▶ [Exercise details]: Could you quote the following data line for line, with no changes at all?

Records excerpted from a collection
=-=-=-=-=

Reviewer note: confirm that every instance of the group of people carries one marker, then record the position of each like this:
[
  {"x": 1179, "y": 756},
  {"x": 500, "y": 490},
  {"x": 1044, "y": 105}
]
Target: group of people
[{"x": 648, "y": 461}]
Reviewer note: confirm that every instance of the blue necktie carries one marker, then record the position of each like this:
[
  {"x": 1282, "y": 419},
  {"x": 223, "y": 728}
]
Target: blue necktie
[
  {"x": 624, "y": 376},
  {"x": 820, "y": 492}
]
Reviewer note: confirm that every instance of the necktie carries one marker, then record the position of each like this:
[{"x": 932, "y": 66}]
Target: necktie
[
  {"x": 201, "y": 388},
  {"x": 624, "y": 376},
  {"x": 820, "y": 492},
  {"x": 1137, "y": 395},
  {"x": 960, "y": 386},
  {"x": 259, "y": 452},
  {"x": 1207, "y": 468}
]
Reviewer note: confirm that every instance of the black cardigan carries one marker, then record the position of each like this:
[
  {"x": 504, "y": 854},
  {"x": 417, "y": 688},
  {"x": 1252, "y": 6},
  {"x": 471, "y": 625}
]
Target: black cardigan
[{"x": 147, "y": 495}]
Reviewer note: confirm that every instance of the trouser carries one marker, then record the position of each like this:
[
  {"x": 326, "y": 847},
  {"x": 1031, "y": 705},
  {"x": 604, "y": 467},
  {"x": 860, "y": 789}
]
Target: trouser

=-=-=-=-=

▶ [Expected answer]:
Reviewer note: confirm that every instance of the group of people carries one marker, then record the position of each like this:
[
  {"x": 1179, "y": 756},
  {"x": 500, "y": 490},
  {"x": 1044, "y": 105}
]
Target: group of people
[{"x": 648, "y": 461}]
Reviewer note: confirm that every instance of the blue necktie carries one marker, then record the position of each like this:
[
  {"x": 1282, "y": 419},
  {"x": 223, "y": 728}
]
Target: blue necktie
[
  {"x": 624, "y": 376},
  {"x": 820, "y": 492}
]
Reviewer note: confirm that every instance of the necktie carries one marker, then record the position of each like this:
[{"x": 932, "y": 66}]
Target: necktie
[
  {"x": 201, "y": 388},
  {"x": 624, "y": 376},
  {"x": 820, "y": 492},
  {"x": 1137, "y": 395},
  {"x": 960, "y": 386},
  {"x": 259, "y": 452},
  {"x": 1207, "y": 468}
]
Reviewer note: confirm that every instance of the black cardigan carries one marker, then record the position of each like this:
[
  {"x": 504, "y": 854},
  {"x": 417, "y": 688},
  {"x": 1252, "y": 6},
  {"x": 471, "y": 625}
]
Target: black cardigan
[{"x": 147, "y": 495}]
Reviewer note: confirm that every instance of the trouser carries one marker, then record the position of each like this:
[
  {"x": 326, "y": 847},
  {"x": 1031, "y": 705},
  {"x": 604, "y": 467},
  {"x": 860, "y": 789}
]
Target: trouser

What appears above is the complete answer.